(Exercise tasks):
[1] What is the Spanish translation of this sentence from the Ross Island text: "Erebus was in a state of vigorous eruptions at the time."?
[2] According to the Ross Island text, roughly how many people live at McMurdo Station in the winter?

(Text block):
┄┄┄┄┄┄┄┄┄┄

Written by Kenneth W W Sims.
In 1841 James Clark Ross and crew in two tiny ships “Erebus” and “Terror” discovered Ross Island. They named the highest peaks after their ships and quickly recognized their volcanic origin. Erebus was in a state of vigorous eruptions at the time. Later in the early 1900’s British explorers explored parts of the island and found it was completely volcanic and composed of solidified lavas and associated deposits from explosive eruptions.
Ross Island is now home to the U.S. Antarctic Program’s McMurdo Station, Antarctica’s largest research base. Erebus volcano is the world’s southernmost active volcano and is the 18th largest in the world based on volume. It is both awe-inspiring and threatening to the inhabitants of McMurdo Station (1000 people in the summer and ~180 in the winter) as its summit (12,448 ft elevation/volume 2170 km3) and persistent gas plume dominates their northern skyline (Plate 1).
Although there have now been over 40 years of scientific expeditions to study Erebus volcano, geologic studies of Ross Island’s other volcanic centers – Mt. Terror (3262 m, 1700 km3), Mt. Bird (1800 m, 470 km3) and Hut Point Peninsula (100 km3) – are remarkably sparse and outdated. As a consequence, our knowledge of the geological origin of the Ross Island volcanoes is incomplete.
Using funding from the National Science Foundation (NSF), we are conducting a field and laboratory based study to examine the hypothesis that volcanism on Ross Island is the surface expression of a deep mantle upwelling in the form of a mantle plume or hot-spot (Plate 2). This aspect of our research is timely in that recent “geophysical observations” indicate that the mantle beneath Ross Island is hotter than its surroundings.

┄┄┄┄┄┄┄┄┄┄

[Excerpts from a dataset]

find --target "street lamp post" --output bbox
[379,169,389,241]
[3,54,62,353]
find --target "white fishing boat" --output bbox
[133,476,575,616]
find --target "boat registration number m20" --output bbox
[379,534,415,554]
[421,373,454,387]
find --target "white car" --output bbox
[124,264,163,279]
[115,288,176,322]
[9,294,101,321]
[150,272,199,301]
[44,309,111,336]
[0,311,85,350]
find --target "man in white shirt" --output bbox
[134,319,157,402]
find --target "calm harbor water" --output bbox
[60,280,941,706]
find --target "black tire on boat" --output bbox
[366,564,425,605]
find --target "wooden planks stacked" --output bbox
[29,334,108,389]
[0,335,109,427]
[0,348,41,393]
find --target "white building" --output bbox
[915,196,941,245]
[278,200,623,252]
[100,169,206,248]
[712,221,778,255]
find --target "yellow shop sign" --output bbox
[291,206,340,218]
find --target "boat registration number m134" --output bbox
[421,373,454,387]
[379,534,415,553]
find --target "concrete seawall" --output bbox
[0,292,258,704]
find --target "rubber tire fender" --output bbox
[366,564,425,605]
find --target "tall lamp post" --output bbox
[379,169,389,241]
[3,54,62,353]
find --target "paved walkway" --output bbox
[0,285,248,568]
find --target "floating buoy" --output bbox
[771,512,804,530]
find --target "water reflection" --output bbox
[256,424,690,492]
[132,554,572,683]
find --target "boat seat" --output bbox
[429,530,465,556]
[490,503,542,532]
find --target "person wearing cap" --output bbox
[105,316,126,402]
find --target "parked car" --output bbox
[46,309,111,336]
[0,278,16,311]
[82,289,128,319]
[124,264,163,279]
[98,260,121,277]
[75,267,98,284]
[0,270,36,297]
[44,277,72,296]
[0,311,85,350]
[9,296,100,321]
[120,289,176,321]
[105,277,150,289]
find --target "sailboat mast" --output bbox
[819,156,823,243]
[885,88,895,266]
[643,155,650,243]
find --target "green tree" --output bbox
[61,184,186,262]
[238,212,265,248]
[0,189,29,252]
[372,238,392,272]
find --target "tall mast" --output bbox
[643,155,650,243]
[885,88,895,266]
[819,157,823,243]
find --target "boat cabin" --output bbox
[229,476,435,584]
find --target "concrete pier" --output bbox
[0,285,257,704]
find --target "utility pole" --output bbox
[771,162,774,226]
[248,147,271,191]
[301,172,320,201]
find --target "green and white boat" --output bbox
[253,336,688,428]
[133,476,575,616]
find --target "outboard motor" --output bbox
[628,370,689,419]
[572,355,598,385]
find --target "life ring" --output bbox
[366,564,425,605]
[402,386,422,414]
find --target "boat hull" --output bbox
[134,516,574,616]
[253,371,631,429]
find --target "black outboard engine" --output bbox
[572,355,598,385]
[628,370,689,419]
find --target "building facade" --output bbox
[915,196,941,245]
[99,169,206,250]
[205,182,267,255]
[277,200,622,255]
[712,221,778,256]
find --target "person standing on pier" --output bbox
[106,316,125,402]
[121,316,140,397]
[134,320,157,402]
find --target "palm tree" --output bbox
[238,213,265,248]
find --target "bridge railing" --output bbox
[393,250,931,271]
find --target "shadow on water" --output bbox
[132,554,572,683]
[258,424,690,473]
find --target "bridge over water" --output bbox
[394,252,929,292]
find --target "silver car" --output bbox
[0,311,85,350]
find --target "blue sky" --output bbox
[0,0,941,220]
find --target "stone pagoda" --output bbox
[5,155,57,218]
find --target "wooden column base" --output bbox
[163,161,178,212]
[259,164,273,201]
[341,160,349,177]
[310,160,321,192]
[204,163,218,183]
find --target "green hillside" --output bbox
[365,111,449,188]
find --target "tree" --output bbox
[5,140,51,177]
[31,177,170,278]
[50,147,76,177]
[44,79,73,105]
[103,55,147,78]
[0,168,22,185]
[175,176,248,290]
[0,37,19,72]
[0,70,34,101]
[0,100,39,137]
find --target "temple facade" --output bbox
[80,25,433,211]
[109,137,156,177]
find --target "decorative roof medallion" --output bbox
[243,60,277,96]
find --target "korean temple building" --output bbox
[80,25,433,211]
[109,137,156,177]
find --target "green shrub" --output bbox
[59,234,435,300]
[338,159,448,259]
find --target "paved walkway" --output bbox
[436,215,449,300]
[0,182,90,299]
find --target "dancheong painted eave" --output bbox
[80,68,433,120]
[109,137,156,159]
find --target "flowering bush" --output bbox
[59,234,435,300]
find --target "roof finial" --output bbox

┄┄┄┄┄┄┄┄┄┄

(Answers to the exercise):
[1] Erebus se encontraba en un estado de erupciones vigorosas en ese momento.

[2] About 180 people.